### Texte source
◇ ◇ ◇ ◇

Pilier de la Vème République, le Conseil Constitutionnel doit néanmoins être réformé en profondeur selon Laureline Fontaine pour permettre le fonctionnement serein du RIC. « Le minimum serait en effet d’instaurer un contrôle au préalable si le RIC est appliqué mais pour cela il est primordial de réformer le Conseil Constitutionnel qui n’est pas digne d’une démocratie », explique-t-elle. « Il suffit de regarder la composition de notre Conseil par rapport à d’autres cours constitutionnelles européennes : il n’y a aucune exigence de qualification en droit pour devenir membre ; des ministres, anciens ministres et même anciens présidents de la République le composent majoritairement. Ce qui n’est pas sain », ajoute la professeure en droit.
« Il est donc urgent si le RIC est mis en place de repenser complètement notre Conseil Constitutionnel ou d’instituer un autre organisme pour ne pas affecter la crédibilité et l’efficacité du référendum et produire les effets escomptés de renouvellement et de participation des citoyens à la vie publique. »
Du côté Suisse, le pays ne possède pas de cour constitutionnelle qui pourrait servir de garde-fou pour filtrer certaines initiatives. Une faille conséquente selon Liza Mazzone. « Si on dépose une initiative populaire avec 100 000 signatures, personne ne vérifie si elle ne viole pas les droits fondamentaux inscrits dans la Constitution », explique la conseillère nationale. « On a eu plusieurs textes qui ont toutefois été portés devant la Communauté Européenne des Droits de l’Homme comme la votation sur le renvoi des criminels étrangers en 2006 par exemple », ajoute-t-elle.

◇ ◇ ◇ ◇

### Données fournies
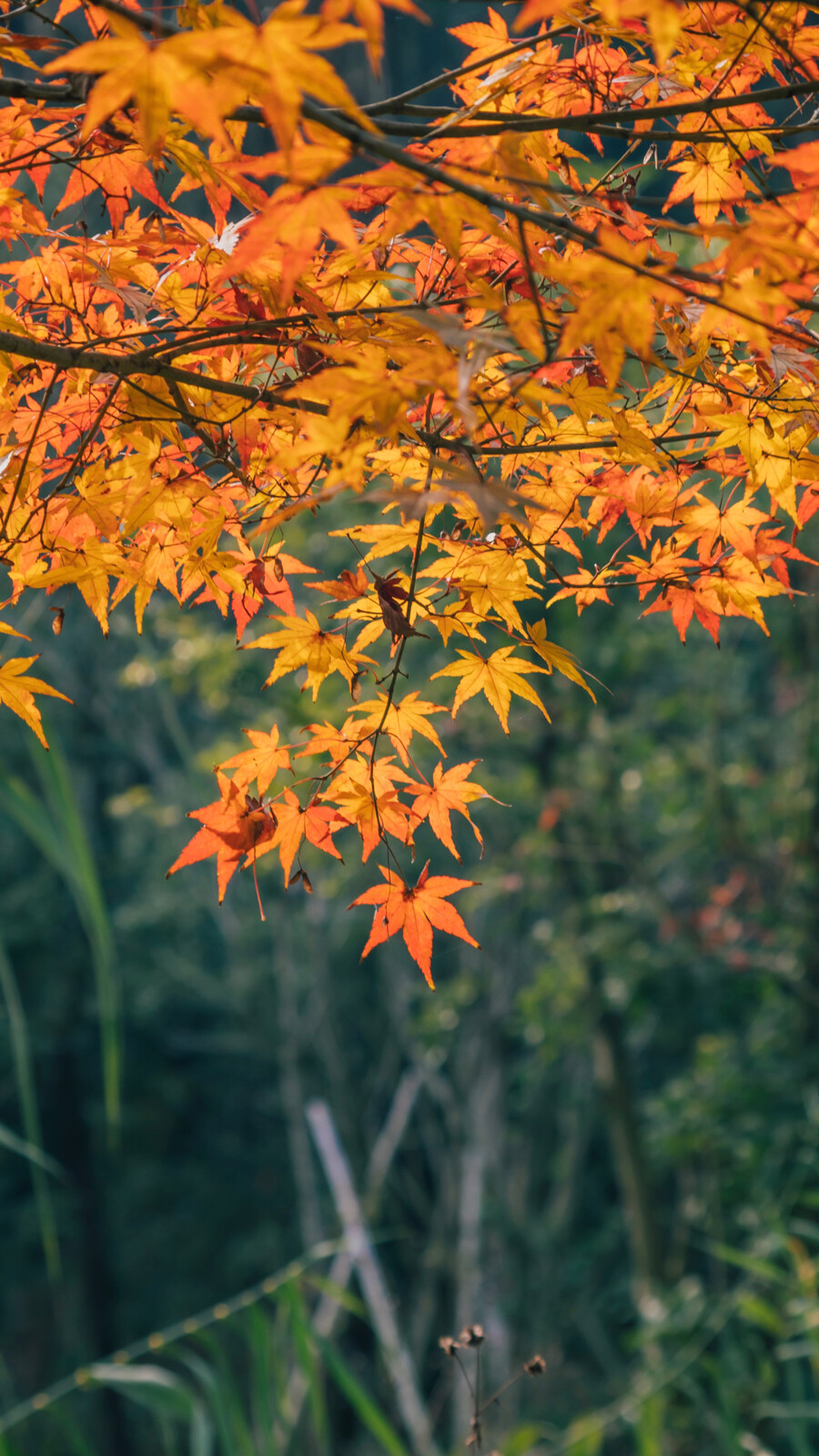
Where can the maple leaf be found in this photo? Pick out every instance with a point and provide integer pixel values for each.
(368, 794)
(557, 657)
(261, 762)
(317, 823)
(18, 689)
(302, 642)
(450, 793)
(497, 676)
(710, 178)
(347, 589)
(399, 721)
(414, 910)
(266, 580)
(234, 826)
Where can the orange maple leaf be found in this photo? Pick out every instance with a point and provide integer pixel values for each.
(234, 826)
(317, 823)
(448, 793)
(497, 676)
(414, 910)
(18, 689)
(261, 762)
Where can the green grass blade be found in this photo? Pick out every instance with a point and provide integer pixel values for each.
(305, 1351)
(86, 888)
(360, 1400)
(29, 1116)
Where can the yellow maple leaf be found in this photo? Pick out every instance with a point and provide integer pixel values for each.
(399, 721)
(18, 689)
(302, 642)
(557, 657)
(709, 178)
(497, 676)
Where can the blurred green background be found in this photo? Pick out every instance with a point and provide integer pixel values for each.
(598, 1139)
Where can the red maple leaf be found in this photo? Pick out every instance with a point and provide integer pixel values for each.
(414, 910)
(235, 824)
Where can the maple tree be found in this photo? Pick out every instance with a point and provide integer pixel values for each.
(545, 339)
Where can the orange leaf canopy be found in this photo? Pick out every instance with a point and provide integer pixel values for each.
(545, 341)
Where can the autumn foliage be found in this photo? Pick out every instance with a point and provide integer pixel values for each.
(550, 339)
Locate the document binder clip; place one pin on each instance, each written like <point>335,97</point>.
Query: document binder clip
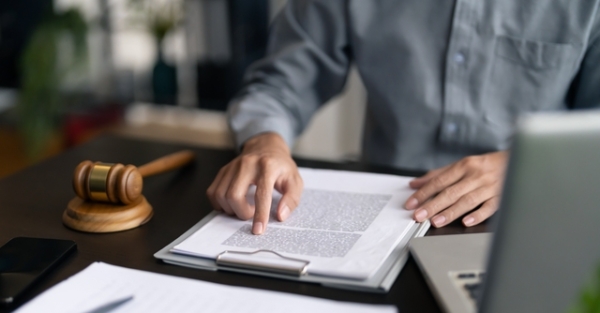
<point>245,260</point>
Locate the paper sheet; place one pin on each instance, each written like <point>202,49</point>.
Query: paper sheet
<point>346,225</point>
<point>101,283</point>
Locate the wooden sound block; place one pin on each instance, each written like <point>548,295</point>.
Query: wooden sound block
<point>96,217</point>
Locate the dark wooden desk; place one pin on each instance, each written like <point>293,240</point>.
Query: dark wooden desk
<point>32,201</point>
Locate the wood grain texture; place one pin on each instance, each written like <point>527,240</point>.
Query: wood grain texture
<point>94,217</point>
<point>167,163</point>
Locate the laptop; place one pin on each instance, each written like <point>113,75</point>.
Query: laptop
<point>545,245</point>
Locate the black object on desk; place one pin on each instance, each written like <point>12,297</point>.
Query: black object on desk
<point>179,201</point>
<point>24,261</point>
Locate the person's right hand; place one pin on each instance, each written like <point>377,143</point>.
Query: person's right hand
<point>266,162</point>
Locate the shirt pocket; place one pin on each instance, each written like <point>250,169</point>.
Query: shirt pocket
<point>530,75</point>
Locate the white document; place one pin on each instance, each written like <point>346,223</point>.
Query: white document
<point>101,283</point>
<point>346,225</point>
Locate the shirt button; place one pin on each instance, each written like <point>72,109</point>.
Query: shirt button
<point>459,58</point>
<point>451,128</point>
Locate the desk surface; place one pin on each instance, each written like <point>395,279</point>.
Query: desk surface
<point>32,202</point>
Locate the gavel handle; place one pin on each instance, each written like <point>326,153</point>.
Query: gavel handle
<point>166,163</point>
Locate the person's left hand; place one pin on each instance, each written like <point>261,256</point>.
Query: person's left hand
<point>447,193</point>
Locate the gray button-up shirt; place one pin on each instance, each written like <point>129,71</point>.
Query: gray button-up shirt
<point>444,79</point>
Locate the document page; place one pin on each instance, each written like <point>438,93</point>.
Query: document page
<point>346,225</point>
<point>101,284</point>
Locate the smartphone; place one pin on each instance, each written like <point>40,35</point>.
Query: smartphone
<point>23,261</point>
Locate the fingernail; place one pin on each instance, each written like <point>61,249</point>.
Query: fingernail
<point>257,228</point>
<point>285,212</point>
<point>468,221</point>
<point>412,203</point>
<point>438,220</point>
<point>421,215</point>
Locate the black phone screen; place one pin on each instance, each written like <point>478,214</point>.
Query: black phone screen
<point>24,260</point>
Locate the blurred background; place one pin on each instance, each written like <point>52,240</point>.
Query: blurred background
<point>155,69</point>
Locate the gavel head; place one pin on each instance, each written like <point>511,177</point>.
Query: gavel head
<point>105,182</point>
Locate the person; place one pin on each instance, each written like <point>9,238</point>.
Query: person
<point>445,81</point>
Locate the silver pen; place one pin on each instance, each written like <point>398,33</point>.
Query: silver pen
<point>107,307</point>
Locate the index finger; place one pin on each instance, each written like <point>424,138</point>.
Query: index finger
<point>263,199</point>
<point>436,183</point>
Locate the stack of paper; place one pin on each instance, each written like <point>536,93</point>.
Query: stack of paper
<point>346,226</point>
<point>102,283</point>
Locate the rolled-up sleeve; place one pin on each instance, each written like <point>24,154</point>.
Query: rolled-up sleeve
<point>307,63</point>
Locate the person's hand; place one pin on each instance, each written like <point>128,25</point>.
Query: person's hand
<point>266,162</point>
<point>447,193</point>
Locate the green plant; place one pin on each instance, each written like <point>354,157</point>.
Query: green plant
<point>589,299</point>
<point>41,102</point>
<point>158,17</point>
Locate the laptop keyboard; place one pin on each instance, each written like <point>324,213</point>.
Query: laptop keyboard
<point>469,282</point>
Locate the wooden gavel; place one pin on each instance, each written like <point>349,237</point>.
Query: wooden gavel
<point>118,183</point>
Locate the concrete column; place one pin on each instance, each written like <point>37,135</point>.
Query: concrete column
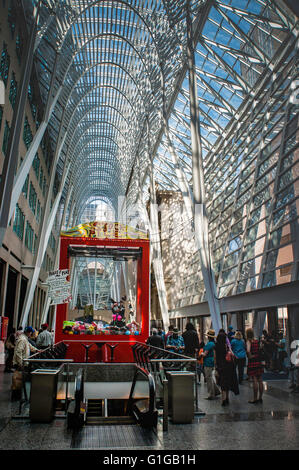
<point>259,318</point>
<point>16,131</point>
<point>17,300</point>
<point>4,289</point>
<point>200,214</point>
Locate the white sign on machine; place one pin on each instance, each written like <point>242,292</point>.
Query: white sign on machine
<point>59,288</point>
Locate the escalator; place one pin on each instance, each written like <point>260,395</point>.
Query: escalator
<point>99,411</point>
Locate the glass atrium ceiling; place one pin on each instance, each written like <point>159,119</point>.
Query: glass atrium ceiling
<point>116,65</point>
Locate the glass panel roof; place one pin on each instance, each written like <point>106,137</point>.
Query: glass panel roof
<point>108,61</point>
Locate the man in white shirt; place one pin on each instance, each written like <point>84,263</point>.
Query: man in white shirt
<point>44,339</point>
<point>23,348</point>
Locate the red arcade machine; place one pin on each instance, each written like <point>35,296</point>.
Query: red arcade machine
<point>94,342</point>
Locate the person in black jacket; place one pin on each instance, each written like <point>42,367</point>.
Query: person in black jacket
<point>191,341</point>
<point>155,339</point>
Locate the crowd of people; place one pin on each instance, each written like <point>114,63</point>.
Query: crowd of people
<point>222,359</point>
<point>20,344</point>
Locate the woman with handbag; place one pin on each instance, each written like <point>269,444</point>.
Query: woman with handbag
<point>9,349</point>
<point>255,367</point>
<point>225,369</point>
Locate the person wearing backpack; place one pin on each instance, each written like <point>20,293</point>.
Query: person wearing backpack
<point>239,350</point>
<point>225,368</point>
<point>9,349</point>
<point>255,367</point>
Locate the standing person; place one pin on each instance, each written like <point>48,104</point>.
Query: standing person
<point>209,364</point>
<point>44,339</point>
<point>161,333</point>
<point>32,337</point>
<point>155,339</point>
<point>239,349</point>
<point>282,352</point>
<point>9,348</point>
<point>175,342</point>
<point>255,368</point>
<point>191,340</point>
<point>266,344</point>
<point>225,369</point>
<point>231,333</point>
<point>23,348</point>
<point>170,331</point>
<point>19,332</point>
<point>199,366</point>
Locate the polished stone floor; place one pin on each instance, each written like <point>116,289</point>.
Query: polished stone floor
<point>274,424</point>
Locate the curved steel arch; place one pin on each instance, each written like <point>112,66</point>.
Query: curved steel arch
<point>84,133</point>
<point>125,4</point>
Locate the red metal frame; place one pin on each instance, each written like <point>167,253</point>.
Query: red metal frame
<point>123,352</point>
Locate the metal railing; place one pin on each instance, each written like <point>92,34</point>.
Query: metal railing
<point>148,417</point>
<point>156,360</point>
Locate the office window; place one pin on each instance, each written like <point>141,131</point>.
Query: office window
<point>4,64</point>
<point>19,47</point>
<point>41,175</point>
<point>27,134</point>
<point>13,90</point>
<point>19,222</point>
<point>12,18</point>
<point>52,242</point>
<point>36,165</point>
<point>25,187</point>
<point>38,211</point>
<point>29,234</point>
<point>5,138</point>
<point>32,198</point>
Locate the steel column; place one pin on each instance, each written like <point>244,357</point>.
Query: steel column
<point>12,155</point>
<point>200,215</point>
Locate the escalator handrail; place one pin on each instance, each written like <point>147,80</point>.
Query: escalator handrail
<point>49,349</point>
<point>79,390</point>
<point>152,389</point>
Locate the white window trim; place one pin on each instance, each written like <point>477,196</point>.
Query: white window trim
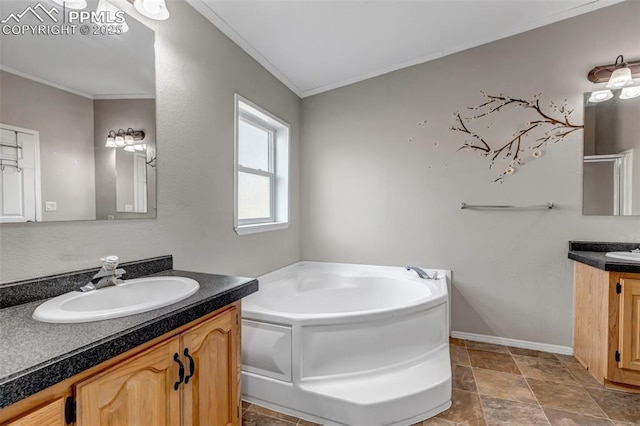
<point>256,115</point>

◇ ◇ ◇ ◇

### Consignes
1) Répondez, s'il vous plaît, à ces questions sur le texte consacré au RIC :
(a) D'après Laureline Fontaine, quelle exigence n'existe pas pour devenir membre du Conseil constitutionnel ?
(b) Combien de signatures sont mentionnées pour le dépôt d'une initiative populaire en Suisse ?
(c) Quelle votation de 2006 Liza Mazzone donne-t-elle en exemple ?
2) Rédigez la suite du texte consacré au RIC, en reprenant juste après sa dernière phrase.

### Réponses
1)
(a) Aucune qualification en droit n'est exigée.
(b) 100 000 signatures.
(c) La votation sur le renvoi des criminels étrangers.

2)
Depuis plusieurs années en Suisse, le parti d’extrême droite, l’Union Démocratique du Centre (UDC) a pris une place considérable dans le paysage politique du pays et a multiplié les votations contre les migrants dont deux – l’interdiction de construire des minarets en 2009 et la fin de l’immigration de masse en 2014 – ont été acceptées par les citoyens. Des initiatives du parti populiste souvent appuyées par de grosses dépenses en publicité électorale dont des campagnes d’affichage poussées. Une pratique qui soulève le plus gros défaut du système démocratique Suisse selon Lisa Mazzone. « Contrairement à la majorité des États européens, la Suisse ne possède aucune réglementation concernant le financement des campagnes politiques, on ne sait pas qui finance qui. Et les partis avec le plus gros support financier comme l’UDC peuvent avoir plus d’influence en placardant beaucoup d’affiches et ainsi toucher plus efficacement l’opinion publique », explique-t-elle.
Malgré ce manque de transparence et d’encadrement, les votations liées à la sécurité et à l’immigration restent des cas isolés en Suisse et les citoyens votent généralement dans le sens des droits fondamentaux. « Il est important que les citoyens s’expriment sur tous les sujets et je pense qu’il faut aussi faire confiance à la population. Les gens ne sont pas des tortionnaires et que lorsque des droits sont acquis, ils sont acquis », conclut-elle.
Vers un RIC local ?
Si un RIC au niveau national peut devenir un réel casse-tête juridique en France, peut-être pourrait-il être plus efficace à l’échelle locale pour mettre en place une réelle démocratie participative ?
Au niveau des municipalités, il existe en France, depuis 2003, la possibilité d’instaurer des référendums locaux mais qui concernent uniquement la mise en œuvre d’un projet qui relève de la compétence de la collectivité. « On ne se sert presque pas de ce dispositif qui est plus consultatif à ce niveau-là. Un référendum avait eu lieu dans la ville de Caen par exemple, sur la construction d’un tramway, et la majorité a voté contre. Ce qui n’a pas empêché la mairie de le construire quand même », détaille Laureline Fontaine.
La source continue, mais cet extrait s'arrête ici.